» **Extracted text**
## start
It can be seen from FIG. 5 that LBAs from different namespaces can
be mapped to physical blocks of flash memory device 150 having the
same stream ID. As depicted in FIG. 5, a single stream may be
shared by multiple namespaces and a single namespace may be shared
by multiple streams.
[0033] An example of the group definition table 163 is depicted in
FIG. 6 as table 601. In table 601, stream IDs `01` and `02` belong
to a logical group having group ID `0001`, while stream IDs `03`,
`04`, and `05` belong to a logical group having group ID `0002` and
stream IDs `06` and `81` belong to a logical group having group ID
`0003`. In one embodiment, the logical grouping of stream IDs are
defined by host 10 and communicated to drive 100 through an API
which is further described below in conjunction with FIG. 14.
[0034] FIG. 7 is a flow diagram of steps performed by OS 30 in
response to a write command received from an application (or
alternatively, thread or VM). The method begins at step 710, when
OS 30, in particular the file system driver of OS 30, receives the
write request from the application. At step 720, OS 30 determines
the stream ID (SID) to assign to the write request by consulting
stream ID management table 31. At step 730, the file system driver
issues to drive 100 a write 10 containing the data to be written
and a write command having the stream ID appended thereto. Upon
receiving a write acknowledgement from drive 100 at step 740, the
file system driver returns the write acknowledgement to the
application that requested the write at step 750.
[0035] FIG. 8 is a flow diagram of steps performed by drive 100 in
response to a write 10 received from host 10. The method begins at
step 810, when drive 100, in particular drive controller 120 of
drive 100, receives the write 10 from host 10. Then, drive
controller 120 extracts the stream ID from the write command (step
820) and consults a free block list to identify free blocks on
which the write command will be executed (step 830). Upon storing
the write data in the identified free block(s), drive controller
120 updates FTL map 162 at step 840 and B2S map 161 at step 850. In
updating FTL map 162, drive controller 120 stores for each LBA
spanned by the write, the physical block ID of the free block, the
written page number, and a valid page flag of `1` to indicate that
the written page contains valid data. In updating B2S map 161,
drive controller 120 stores for each free block identified, the
physical block ID and the stream ID extracted at step 820. After
the maps are updated, drive controller 120 returns a write
acknowledgement to host 10 at step 860.
## end
» **Material**
## start
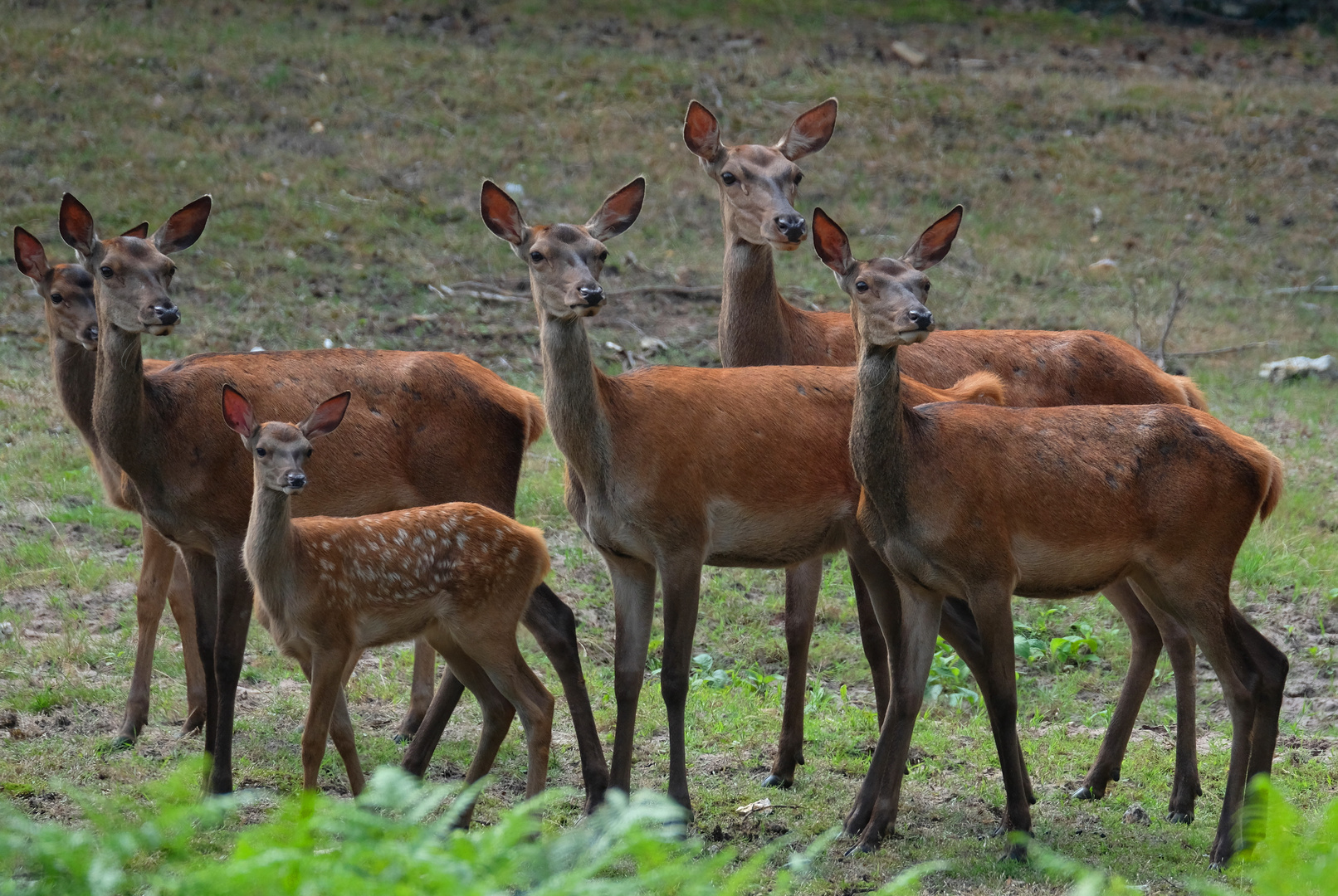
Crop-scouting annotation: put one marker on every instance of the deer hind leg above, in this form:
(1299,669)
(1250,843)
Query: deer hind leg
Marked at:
(803,582)
(554,626)
(419,753)
(150,599)
(681,582)
(183,611)
(872,640)
(634,607)
(420,692)
(960,631)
## end
» **Given problem**
Continue the patent description of stream IDs and flash drive writes, starting after its final sentence.

» **Solved exercise**
[0036] FIG. 9 shows an example of data flow and block management
architecture of drive 100. Solid arrows indicate data flow of the
write operation (and garbage collection), and arrows filled by
gray-hatched pattern indicate state transitions of NAND flash
memory blocks. When host 10 writes data to drive 100, drive
controller 120 (not shown in FIG. 9) buffers data in a write buffer
(arrow A in FIG. 9). Drive controller 120 identifies a stream ID of
the buffered data using B2S Map 161 and FTL 162, and flushes
(writes) the buffered data into an input block corresponding to the
identified stream ID (arrow B in FIG. 9). If the stream ID is not
identifiable by host 10, the data are flushed (written) into input
blocks mapped in a non-stream block pool (arrow C in FIG. 9). If
there is no available input block for storing the buffered data,
drive controller 120 allocates a new input block from free block
pool for the stream ID (arrows D in FIG. 9). When the input block
is fully occupied by written data, then drive controller 120 moves
the occupied input block to an active block pool corresponding to
the stream ID (arrows E in FIG. 9). When drive controller 120
carries out garbage collection operation of flash memory device
150, drive controller 120 carries out data copy operation in each
stream block pool using B2S Map 161 (arrows F in FIG. 9). When all
data in an active block in the active block pool are invalidated
through the garbage collection operation or an invalidation
operation according to a trim command, drive controller 120 moves
the invalidated active block to the free block pool (arrows G in
FIG. 9). When host 10 sends a request to drive 100 to close a
stream, drive controller 120 moves all of the blocks of the
identified stream into the non-stream block pool (arrow H in FIG.
9).
[0037] FIG. 10 shows another example of data flow and block
management architecture of drive 100. In this example, the active
block pool is shared by multiple streams (including the non-stream
block pool). When drive controller 120 (not shown in FIG. 10) moves
an input block to the active block pool (arrows E' in FIG. 10),
drive controller 120 removes or invalidates mappings from the input
blocks to stream ID in B2S Map 161. That is, each of the input
blocks, which is now remapped as an active block, is disassociated
from the corresponding stream ID, and the active blocks no more
have association with any stream IDs.
[0038] FIG. 11 shows another example of data flow and block
management architecture of drive 100. In this example, the active
block pool is separately provided for each stream initially,
similarly to the example shown in FIG. 9, but when drive controller
120 (not shown in FIG. 11) carries out the garbage collection
operation, drive controller 120 copies data of active blocks and
transfer them to the input block of the non-stream block pool
(arrow F' in FIG. 11). That is, valid data collected from active
blocks through garbage collection no longer have association with
any stream IDs.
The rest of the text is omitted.